_Stated task_
Collect every line of the items below that contains the string "tree". Matching is case-sensitive.

[Data entries]
________________________
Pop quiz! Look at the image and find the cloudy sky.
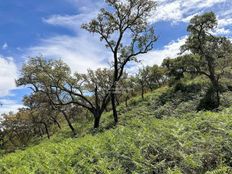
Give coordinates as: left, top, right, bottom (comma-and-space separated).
0, 0, 232, 114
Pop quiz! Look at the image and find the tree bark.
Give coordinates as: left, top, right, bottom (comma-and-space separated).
93, 113, 101, 129
111, 92, 118, 125
42, 122, 50, 139
141, 85, 144, 100
61, 111, 77, 135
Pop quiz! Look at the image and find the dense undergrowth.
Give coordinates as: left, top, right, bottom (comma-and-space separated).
0, 86, 232, 174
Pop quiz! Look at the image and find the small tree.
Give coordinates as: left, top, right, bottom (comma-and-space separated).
182, 12, 232, 108
17, 57, 115, 128
82, 0, 157, 124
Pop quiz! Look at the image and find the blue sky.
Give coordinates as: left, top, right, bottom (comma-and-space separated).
0, 0, 232, 114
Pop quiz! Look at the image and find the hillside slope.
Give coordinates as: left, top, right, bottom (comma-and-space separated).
0, 89, 232, 174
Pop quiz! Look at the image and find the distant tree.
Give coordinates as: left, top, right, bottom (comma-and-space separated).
82, 0, 157, 124
182, 12, 232, 108
17, 57, 112, 128
135, 66, 150, 99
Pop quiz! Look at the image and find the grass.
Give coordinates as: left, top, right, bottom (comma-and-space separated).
0, 88, 232, 174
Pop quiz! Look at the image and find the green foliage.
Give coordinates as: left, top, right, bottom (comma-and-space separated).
0, 88, 232, 174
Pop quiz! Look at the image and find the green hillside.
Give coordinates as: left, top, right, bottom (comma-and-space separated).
0, 87, 232, 174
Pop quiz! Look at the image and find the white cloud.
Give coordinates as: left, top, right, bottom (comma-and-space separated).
0, 56, 17, 97
150, 0, 230, 23
2, 43, 8, 50
139, 36, 187, 66
0, 99, 23, 117
26, 0, 111, 73
27, 34, 111, 73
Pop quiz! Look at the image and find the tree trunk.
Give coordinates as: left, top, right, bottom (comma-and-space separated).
111, 92, 118, 125
210, 77, 220, 109
93, 112, 101, 129
61, 111, 77, 135
125, 96, 129, 107
42, 122, 50, 139
141, 85, 144, 100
________________________
_Completed exercise_
Pop quiz! Look at the image and find the tree bark.
Pop quiz! Look at the image and find the small tree.
Pop quiz! Look at the image and find the distant tree.
Pop quiz! Look at the image and find the tree trunk.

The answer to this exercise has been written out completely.